> Task list
1. In the paper summary below, what do the authors call the problem they found in the latent spaces of existing TSF models?
2. Echo the paper summary word for word, everything from "Conference: ICML 2026" down to "of latent representations.".

From Observations to States: Latent Time Series Forecasting¶

Conference: ICML 2026
arXiv: 2602.00297
Code: https://github.com/Muyiiiii/LatentTSF (Available)
Area: Time Series Forecasting / Representation Learning
Keywords: Time Series Forecasting, Latent State Space, Latent Chaos, Representation Alignment, Mutual Information

TL;DR¶

The authors discover that existing TSF models, despite high prediction accuracy, often exhibit "Latent Chaos" in their latent spaces. They propose LatentTSF—which first compresses observations into a high-dimensional latent state space using an AutoEncoder, then allows any mainstream backbone to perform future prediction within this space (using a dual Pred + Align loss), and finally decodes back to the observation space. This approach consistently reduces MSE/MAE across six standard benchmarks and restores the temporal locality and spectral structure of latent representations.

> Given records
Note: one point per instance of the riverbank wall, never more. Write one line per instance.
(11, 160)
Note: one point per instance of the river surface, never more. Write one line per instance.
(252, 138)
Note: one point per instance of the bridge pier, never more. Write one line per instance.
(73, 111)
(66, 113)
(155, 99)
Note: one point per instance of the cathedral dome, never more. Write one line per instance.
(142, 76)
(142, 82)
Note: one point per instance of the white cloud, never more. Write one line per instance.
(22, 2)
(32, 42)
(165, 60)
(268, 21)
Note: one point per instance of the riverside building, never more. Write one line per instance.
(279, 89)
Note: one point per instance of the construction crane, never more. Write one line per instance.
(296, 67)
...
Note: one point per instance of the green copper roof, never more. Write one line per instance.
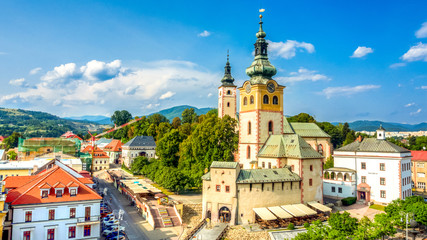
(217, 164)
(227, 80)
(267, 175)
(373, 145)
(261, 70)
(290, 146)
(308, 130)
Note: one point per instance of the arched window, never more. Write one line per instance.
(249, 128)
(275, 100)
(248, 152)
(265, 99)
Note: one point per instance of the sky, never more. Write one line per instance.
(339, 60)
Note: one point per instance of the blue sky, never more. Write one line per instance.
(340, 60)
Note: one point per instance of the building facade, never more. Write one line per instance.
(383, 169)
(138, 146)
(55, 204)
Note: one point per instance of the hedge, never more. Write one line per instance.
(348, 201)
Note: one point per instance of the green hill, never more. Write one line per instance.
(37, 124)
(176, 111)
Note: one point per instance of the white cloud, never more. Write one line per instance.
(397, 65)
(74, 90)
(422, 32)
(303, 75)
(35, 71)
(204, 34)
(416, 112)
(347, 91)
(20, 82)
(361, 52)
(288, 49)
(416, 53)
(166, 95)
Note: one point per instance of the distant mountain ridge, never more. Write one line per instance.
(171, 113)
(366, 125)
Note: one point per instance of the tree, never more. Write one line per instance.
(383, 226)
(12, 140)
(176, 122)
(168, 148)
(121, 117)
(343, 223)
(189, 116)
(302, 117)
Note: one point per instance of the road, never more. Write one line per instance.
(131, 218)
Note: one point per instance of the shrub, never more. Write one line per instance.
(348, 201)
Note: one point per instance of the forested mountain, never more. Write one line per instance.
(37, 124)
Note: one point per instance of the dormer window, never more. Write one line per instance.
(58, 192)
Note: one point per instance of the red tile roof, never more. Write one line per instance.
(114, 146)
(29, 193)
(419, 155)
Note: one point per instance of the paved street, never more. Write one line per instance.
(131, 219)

> Problem solutions
1. Latent Chaos

2.
Conference: ICML 2026
arXiv: 2602.00297
Code: https://github.com/Muyiiiii/LatentTSF (Available)
Area: Time Series Forecasting / Representation Learning
Keywords: Time Series Forecasting, Latent State Space, Latent Chaos, Representation Alignment, Mutual Information

TL;DR¶

The authors discover that existing TSF models, despite high prediction accuracy, often exhibit "Latent Chaos" in their latent spaces. They propose LatentTSF—which first compresses observations into a high-dimensional latent state space using an AutoEncoder, then allows any mainstream backbone to perform future prediction within this space (using a dual Pred + Align loss), and finally decodes back to the observation space. This approach consistently reduces MSE/MAE across six standard benchmarks and restores the temporal locality and spectral structure of latent representations.